======== Given records
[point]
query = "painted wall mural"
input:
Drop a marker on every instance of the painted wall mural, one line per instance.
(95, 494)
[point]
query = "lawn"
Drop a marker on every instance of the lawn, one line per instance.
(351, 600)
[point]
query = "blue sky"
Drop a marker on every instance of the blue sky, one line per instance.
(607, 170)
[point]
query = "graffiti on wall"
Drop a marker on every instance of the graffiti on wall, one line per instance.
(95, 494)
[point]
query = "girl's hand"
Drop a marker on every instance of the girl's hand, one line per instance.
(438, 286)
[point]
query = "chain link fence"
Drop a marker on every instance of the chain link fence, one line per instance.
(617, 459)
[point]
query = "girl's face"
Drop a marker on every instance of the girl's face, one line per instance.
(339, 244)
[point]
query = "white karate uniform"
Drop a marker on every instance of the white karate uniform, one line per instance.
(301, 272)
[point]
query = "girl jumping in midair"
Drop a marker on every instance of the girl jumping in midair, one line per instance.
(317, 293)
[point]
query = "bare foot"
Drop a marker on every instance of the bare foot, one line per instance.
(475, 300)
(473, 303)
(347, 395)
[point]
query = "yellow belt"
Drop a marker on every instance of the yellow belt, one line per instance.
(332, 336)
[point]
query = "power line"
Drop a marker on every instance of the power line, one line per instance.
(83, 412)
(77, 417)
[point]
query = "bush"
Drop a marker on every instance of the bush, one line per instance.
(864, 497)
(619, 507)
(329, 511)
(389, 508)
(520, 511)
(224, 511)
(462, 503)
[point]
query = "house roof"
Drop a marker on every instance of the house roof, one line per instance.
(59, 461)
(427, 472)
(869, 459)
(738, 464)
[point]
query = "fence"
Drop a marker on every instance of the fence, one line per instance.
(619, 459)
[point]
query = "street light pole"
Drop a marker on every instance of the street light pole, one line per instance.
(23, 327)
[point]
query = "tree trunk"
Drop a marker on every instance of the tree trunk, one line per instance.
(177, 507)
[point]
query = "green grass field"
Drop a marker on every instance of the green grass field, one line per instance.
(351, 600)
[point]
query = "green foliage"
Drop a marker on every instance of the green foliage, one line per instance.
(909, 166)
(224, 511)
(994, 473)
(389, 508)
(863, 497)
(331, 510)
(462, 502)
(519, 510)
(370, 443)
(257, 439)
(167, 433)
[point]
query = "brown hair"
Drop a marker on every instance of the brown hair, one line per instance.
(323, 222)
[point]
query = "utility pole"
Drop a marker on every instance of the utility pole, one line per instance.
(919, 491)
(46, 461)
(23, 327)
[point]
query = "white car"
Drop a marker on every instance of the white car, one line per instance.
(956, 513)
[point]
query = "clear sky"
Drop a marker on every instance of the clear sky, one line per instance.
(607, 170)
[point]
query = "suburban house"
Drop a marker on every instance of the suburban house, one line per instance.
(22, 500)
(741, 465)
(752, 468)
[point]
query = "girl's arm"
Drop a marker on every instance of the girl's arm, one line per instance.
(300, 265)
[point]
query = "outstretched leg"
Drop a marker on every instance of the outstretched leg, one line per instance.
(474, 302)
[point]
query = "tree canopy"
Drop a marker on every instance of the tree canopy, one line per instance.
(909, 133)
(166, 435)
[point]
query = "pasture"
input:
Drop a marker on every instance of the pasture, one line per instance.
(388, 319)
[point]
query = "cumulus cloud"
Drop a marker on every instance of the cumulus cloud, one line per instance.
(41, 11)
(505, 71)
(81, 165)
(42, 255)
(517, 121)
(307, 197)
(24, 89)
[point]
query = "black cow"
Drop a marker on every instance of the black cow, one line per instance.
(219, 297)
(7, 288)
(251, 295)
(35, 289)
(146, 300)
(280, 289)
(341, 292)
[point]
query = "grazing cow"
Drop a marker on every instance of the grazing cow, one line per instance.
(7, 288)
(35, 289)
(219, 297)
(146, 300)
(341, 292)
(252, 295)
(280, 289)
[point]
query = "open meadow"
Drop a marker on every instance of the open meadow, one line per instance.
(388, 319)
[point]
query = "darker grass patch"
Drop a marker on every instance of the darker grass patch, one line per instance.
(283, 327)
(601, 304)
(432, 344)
================
* **Objective**: How many lines of the items above contain the word "mural"? Reply with the number alone.

* **Exercise solution**: 2